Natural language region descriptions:

###

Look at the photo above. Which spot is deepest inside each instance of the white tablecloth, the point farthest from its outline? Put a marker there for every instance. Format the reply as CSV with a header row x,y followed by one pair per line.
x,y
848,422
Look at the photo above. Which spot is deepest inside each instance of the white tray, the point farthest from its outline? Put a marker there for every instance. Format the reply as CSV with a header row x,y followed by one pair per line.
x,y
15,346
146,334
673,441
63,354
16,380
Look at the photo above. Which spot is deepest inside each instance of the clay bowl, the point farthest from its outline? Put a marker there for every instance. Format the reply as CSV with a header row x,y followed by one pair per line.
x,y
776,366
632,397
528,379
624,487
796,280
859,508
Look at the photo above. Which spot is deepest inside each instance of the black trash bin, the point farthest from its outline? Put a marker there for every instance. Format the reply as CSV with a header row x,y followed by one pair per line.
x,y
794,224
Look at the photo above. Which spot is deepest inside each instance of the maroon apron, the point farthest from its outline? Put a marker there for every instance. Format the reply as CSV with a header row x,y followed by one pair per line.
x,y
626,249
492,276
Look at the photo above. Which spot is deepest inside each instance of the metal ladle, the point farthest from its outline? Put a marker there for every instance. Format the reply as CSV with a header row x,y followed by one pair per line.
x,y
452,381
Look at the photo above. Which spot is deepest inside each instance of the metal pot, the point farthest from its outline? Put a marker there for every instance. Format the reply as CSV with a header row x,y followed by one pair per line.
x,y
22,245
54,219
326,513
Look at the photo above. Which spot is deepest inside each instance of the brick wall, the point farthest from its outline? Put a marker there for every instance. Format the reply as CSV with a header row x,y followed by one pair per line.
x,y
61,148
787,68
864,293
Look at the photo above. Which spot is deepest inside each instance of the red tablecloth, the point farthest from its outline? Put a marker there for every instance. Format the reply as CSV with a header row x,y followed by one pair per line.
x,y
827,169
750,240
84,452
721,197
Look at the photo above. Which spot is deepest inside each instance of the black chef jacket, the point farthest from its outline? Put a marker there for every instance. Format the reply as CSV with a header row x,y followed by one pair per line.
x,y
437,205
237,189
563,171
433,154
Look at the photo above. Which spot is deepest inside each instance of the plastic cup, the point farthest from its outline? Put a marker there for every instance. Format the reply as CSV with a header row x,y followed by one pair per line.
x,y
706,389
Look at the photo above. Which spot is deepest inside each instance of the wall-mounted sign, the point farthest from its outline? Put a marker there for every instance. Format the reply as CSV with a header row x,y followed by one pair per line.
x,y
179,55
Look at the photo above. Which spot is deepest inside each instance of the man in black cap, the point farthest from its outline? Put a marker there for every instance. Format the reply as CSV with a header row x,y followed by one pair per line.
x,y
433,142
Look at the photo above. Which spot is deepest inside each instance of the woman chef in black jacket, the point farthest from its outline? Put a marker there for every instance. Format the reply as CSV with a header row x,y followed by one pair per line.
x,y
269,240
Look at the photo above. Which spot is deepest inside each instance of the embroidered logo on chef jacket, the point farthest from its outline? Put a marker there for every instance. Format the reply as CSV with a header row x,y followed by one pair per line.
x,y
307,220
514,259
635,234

###

Exercise. Set out exactly the run of lines that begins at the line holding "of the wall-mounted" and ends at the last line of the data.

Task answer.
Look at the photo above. Which spot is deepest inside each instance of the wall-mounted sign, the point farthest from its outline? Put a marker there for every instance. Format the reply as CSV with a header row x,y followed by one pair per line.
x,y
179,55
Look at the photo above. Which spot is deepest inside each instance of the man in black cap, the point farthest from its outline? Put a marker there for every instance. Format the reply as CSV with a header row x,y followed by one pair per line.
x,y
433,142
Look at the photo above. Which spot is deepest inside each instance of the woman chef in black jacket, the point farthest from its outline? Put a marker there for every instance. Format the reply as CSV with a header row x,y followed by one pair per line.
x,y
269,240
Look at the photo above. Which spot is deepest inside each instance of the embroidered logo on chef jacket, the point farthest from its outline? Put a marker there for every instance. Format the reply as CSV with a header row x,y followed by one pair per line.
x,y
307,220
514,259
635,234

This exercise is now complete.